- _What this task involves_: From the passage on Irenaeus, write out the stretch starting at "According to tradition, St" and ending at "of the 2nd century.", with both of those included.

- _Passage_:
FEAST JUNE 28
Bishop and Martyr
Irenaeus was born around the year 125 in a province in Asia Minor.
His own works establish a few biographical points, such as that he, as a child, heard and saw St Polycarp, the last known living connection with the Apostles, in Smyrna, before that aged Christian was martyred in 155.
According to tradition, St John the Apostle, as a very old man who had “seen the Lord” (i.e., Jesus), lived at Ephesus in the days when Polycarp was young. Thus, there were three generations between Jesus of Nazareth and Irenaeus of southern France.
He was a brilliant student and well versed in the Holy Scriptures, which led him to serve as a priest under St Pothinus, the first bishop of a local church.
His fellow clergy thought highly of him, so highly, in fact, that in 177 when the persecution of Catholics in Lyon in France began, they sent him away to Rome because St Pothinus wanted to preserve him from martyrdom.
Irenaeus returned to Lyon and the bishop of Lugdunum (Lyon, in France), an Apologist, a doctor of the church, and a leading Christian theologian of the 2nd century.
All his known writings are devoted to the conflict with the gnostics. His principal work consists of five books in a work titled Adversus Haereses (Against Heresies), written about 180, was a refutation of gnosticism. In the course of his writings, Irenaeus advanced the development of an authoritative canon of Scriptures, the creed, and the authority of the episcopal office.
The era in which Irenaeus lived was a time of expansion and inner tensions in the church. In many cases Irenaeus acted as mediator between various contending factions. The churches of Asia Minor continued to celebrate Easter on the same date (the 14th of Nisan) as the Jews celebrated Passover, whereas the Roman church maintained that Easter should always be celebrated on a Sunday (the day of the Resurrection of Christ). Mediating between the parties, Irenaeus stated that differences in external factors, such as dates of festivals, need not be so serious as to destroy church unity.
Irenaeus asserted in a positive manner the validity of the Hebrew Bible (the Christian Old Testament), which the gnostics denied, claiming that it upheld the laws of the Creator God of wrath. Though Irenaeus did not actually refer to two testaments, one old and one new, he prepared the way for this terminology. He asserted the validity of the two testaments at a time when concern for the unity and the difference between the two parts of the Bible was developing. Many works claiming scriptural authority, which included a large number by gnostics, flourished in the 2nd century. By his attacks on the gnostics, Irenaeus helped to diminish the importance of such works and to establish a canon of scriptures.

- _Data to examine_:

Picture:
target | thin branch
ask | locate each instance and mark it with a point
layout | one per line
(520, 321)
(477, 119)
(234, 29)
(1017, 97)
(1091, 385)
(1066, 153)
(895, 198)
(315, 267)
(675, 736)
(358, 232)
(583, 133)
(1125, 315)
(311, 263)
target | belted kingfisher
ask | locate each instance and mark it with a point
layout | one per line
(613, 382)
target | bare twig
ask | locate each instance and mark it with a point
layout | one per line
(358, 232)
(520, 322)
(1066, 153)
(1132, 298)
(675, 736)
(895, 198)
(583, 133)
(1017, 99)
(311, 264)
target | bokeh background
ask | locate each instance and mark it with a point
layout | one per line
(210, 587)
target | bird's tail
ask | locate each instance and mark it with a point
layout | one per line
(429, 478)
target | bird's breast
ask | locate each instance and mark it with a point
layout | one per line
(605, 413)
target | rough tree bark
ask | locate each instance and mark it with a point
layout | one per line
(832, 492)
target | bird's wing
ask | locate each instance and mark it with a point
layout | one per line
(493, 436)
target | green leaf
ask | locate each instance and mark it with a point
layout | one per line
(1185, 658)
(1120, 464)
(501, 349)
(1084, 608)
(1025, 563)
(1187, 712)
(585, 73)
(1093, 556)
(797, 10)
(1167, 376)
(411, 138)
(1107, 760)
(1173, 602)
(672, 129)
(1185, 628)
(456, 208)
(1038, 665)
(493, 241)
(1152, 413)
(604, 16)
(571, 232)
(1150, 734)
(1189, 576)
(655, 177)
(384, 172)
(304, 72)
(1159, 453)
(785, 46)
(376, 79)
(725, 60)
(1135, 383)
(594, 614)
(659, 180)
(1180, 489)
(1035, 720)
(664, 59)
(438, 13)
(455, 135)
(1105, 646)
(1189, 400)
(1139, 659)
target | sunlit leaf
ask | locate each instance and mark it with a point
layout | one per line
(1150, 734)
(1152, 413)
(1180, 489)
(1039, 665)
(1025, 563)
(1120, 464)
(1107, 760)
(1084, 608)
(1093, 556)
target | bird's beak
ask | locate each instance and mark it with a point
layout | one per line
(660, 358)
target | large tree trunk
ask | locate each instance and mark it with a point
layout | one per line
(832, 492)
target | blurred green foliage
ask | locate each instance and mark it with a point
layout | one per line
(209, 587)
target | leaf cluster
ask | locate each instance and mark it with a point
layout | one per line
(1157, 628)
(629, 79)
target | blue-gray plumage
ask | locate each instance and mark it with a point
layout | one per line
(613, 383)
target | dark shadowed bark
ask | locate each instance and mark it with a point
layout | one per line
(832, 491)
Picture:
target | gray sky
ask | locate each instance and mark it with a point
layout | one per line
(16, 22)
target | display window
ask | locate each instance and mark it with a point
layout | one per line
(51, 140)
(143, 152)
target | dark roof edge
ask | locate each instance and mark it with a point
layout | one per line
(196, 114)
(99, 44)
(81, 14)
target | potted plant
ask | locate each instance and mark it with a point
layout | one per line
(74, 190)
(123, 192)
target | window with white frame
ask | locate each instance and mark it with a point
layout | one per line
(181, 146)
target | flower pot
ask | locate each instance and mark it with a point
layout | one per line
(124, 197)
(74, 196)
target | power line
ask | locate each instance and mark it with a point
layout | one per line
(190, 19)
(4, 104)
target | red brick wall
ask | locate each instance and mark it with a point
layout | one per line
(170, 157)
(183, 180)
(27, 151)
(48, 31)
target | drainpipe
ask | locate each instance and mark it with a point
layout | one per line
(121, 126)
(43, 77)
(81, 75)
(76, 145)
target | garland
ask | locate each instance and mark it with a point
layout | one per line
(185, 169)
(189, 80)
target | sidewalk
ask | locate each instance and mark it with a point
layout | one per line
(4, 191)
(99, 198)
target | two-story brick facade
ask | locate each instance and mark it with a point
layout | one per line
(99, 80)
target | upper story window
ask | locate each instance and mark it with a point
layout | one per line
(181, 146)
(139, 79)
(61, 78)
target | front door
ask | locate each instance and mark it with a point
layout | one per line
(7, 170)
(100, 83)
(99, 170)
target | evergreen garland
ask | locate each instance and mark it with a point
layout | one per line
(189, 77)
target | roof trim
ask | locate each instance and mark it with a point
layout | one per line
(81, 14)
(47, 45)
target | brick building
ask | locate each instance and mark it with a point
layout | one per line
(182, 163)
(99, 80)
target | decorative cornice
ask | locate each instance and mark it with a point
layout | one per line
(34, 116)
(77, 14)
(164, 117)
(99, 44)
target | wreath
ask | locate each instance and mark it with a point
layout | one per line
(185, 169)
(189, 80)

- _Output_:
According to tradition, St John the Apostle, as a very old man who had “seen the Lord” (i.e., Jesus), lived at Ephesus in the days when Polycarp was young. Thus, there were three generations between Jesus of Nazareth and Irenaeus of southern France.
He was a brilliant student and well versed in the Holy Scriptures, which led him to serve as a priest under St Pothinus, the first bishop of a local church.
His fellow clergy thought highly of him, so highly, in fact, that in 177 when the persecution of Catholics in Lyon in France began, they sent him away to Rome because St Pothinus wanted to preserve him from martyrdom.
Irenaeus returned to Lyon and the bishop of Lugdunum (Lyon, in France), an Apologist, a doctor of the church, and a leading Christian theologian of the 2nd century.